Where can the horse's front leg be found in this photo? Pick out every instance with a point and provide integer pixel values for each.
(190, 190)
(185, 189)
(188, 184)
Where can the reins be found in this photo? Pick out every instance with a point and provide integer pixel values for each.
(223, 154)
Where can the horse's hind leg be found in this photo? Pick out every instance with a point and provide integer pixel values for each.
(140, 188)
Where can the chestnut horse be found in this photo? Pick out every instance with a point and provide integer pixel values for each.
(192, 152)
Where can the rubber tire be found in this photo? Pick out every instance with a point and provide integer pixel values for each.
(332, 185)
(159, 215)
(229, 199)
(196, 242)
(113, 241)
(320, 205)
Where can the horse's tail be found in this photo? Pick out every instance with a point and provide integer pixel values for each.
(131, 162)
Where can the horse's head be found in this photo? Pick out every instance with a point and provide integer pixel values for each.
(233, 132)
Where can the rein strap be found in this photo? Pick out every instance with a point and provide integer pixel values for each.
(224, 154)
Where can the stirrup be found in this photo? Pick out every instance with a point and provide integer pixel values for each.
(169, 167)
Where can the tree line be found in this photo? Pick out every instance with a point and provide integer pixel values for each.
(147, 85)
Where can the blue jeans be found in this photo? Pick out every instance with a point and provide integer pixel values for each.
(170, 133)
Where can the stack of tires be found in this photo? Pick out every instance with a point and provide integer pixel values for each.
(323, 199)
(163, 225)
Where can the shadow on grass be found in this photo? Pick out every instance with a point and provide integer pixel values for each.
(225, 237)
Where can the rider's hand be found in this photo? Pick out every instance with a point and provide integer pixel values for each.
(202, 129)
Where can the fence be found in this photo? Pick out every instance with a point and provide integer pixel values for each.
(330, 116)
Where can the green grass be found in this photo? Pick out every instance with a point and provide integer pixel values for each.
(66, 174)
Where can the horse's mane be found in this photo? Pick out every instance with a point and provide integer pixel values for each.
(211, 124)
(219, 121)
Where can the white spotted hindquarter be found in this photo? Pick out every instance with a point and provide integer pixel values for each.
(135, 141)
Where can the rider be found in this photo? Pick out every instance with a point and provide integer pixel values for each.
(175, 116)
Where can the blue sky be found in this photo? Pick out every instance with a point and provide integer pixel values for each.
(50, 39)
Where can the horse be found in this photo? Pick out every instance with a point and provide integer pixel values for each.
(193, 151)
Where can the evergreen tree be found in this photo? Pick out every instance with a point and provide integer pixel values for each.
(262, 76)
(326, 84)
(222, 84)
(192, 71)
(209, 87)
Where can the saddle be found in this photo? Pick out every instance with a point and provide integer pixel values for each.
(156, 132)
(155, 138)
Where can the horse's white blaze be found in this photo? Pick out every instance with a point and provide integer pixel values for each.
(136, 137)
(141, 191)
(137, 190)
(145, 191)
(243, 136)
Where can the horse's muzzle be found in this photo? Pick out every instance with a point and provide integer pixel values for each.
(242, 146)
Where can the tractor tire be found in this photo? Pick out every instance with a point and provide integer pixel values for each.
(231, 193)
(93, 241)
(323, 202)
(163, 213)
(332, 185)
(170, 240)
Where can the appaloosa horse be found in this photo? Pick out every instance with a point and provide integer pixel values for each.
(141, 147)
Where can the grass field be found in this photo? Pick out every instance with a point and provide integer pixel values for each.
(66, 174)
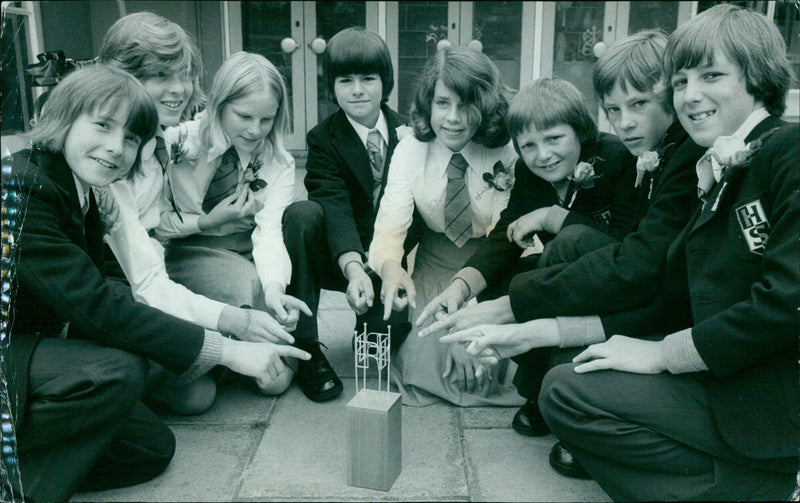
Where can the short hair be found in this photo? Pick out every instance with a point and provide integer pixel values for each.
(546, 103)
(635, 61)
(357, 50)
(747, 39)
(90, 89)
(240, 75)
(476, 80)
(146, 45)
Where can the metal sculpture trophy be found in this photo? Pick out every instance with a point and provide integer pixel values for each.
(375, 437)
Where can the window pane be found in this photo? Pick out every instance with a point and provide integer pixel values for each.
(17, 97)
(264, 25)
(649, 15)
(787, 17)
(579, 26)
(498, 25)
(421, 25)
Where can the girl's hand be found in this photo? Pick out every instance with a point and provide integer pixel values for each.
(396, 281)
(238, 205)
(622, 353)
(285, 308)
(445, 303)
(252, 325)
(520, 229)
(469, 374)
(498, 310)
(360, 294)
(257, 359)
(489, 344)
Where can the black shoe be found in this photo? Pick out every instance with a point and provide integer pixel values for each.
(565, 463)
(529, 421)
(316, 377)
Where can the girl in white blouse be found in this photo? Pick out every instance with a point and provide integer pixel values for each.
(231, 178)
(444, 171)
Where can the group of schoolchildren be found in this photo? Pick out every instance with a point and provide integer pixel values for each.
(636, 295)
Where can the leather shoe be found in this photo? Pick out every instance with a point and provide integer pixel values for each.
(565, 463)
(528, 421)
(316, 377)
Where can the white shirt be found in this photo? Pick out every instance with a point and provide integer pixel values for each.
(189, 179)
(363, 131)
(418, 178)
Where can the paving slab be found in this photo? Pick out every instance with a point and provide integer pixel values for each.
(506, 466)
(303, 454)
(207, 466)
(488, 417)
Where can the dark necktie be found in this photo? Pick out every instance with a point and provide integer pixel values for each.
(457, 213)
(375, 149)
(161, 153)
(225, 180)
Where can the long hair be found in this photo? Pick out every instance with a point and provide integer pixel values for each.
(146, 45)
(476, 80)
(240, 75)
(90, 89)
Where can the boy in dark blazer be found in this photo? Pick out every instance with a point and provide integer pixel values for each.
(348, 159)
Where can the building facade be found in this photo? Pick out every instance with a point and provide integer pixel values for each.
(527, 40)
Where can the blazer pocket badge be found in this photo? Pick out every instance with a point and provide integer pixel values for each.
(754, 225)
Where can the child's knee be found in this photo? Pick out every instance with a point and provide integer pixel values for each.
(194, 398)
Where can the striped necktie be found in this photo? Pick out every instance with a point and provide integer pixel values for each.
(375, 151)
(457, 213)
(225, 180)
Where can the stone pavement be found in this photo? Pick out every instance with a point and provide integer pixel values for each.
(248, 447)
(252, 448)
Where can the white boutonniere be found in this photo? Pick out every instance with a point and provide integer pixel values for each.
(179, 148)
(583, 177)
(728, 155)
(251, 175)
(646, 163)
(403, 131)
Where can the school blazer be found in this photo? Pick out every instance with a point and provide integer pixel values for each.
(339, 178)
(624, 275)
(733, 275)
(59, 278)
(608, 206)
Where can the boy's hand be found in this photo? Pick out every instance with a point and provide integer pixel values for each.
(396, 281)
(257, 359)
(519, 230)
(445, 303)
(285, 308)
(360, 294)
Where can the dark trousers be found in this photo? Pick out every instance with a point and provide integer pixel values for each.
(569, 245)
(313, 269)
(84, 426)
(653, 438)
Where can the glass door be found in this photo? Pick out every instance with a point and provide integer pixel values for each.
(293, 36)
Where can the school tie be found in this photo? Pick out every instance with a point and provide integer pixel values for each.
(161, 153)
(225, 180)
(457, 214)
(375, 152)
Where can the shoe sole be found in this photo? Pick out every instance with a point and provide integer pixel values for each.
(325, 395)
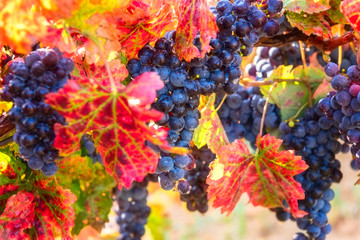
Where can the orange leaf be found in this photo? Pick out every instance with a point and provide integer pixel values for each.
(194, 17)
(351, 10)
(17, 216)
(19, 25)
(117, 119)
(137, 32)
(267, 176)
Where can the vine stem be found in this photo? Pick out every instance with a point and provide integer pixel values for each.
(302, 52)
(316, 41)
(340, 27)
(222, 101)
(6, 141)
(107, 66)
(265, 108)
(251, 83)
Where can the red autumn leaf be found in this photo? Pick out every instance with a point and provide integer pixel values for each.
(20, 28)
(117, 118)
(57, 9)
(351, 10)
(267, 176)
(210, 131)
(136, 32)
(54, 215)
(194, 17)
(17, 216)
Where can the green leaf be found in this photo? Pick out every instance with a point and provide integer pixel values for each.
(158, 222)
(92, 186)
(11, 168)
(308, 6)
(289, 96)
(210, 130)
(334, 12)
(310, 23)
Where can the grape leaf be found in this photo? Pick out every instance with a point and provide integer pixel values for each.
(135, 36)
(194, 17)
(19, 25)
(351, 10)
(289, 96)
(308, 6)
(17, 217)
(57, 9)
(92, 186)
(117, 118)
(54, 214)
(114, 25)
(310, 23)
(334, 13)
(210, 130)
(267, 176)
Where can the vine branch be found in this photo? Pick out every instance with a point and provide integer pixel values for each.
(297, 35)
(272, 81)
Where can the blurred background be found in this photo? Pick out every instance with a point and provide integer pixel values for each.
(170, 220)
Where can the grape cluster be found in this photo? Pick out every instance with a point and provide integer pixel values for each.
(91, 151)
(179, 99)
(315, 138)
(30, 79)
(348, 57)
(132, 210)
(247, 21)
(267, 59)
(241, 114)
(343, 106)
(195, 192)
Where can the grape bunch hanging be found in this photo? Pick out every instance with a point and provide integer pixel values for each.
(29, 80)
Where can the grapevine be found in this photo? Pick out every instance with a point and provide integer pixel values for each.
(106, 104)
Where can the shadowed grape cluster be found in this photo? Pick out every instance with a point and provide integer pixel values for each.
(195, 192)
(241, 114)
(132, 210)
(343, 106)
(30, 79)
(267, 59)
(315, 138)
(88, 144)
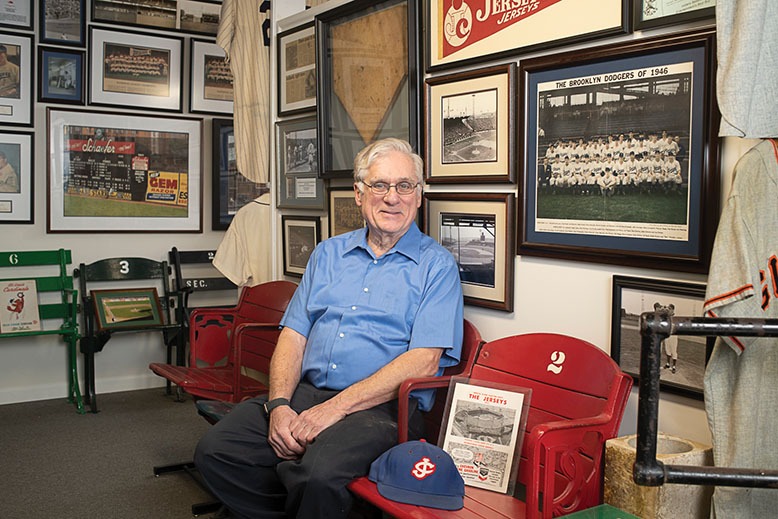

■ What to produce ■
In the records above, find the line containing "Where can the vine branch" and restate it and every line after it word for word, all pictures excluded.

■ Response to this exercise ■
Where can the vine branch be found in this photo? Pick out every instance with a point and provide integer pixel values for each.
(297, 35)
(272, 81)
Where can the blurred background be found in this photo? Pick out every instance with a point and provide integer pixel values for each.
(170, 220)
Where can the grape cluster be found in this photo? Pick out every instance with a point and provide integer pixel values for each.
(91, 151)
(179, 99)
(315, 138)
(30, 79)
(348, 57)
(132, 210)
(247, 21)
(267, 59)
(241, 114)
(343, 106)
(195, 192)
Where can the grape bunch hanging be found in this photo? Pick out every instance with a point and provide integer pixel values for each.
(29, 80)
Where can the grapevine be found in this photo? Pick out every instance with a point and provide integer pixel values for each.
(106, 104)
Where can the shadowed grape cluster be found in this photo? Pick out every instance with a point and provide integer pixel values for each.
(195, 192)
(241, 114)
(132, 210)
(343, 106)
(30, 79)
(267, 59)
(315, 138)
(88, 144)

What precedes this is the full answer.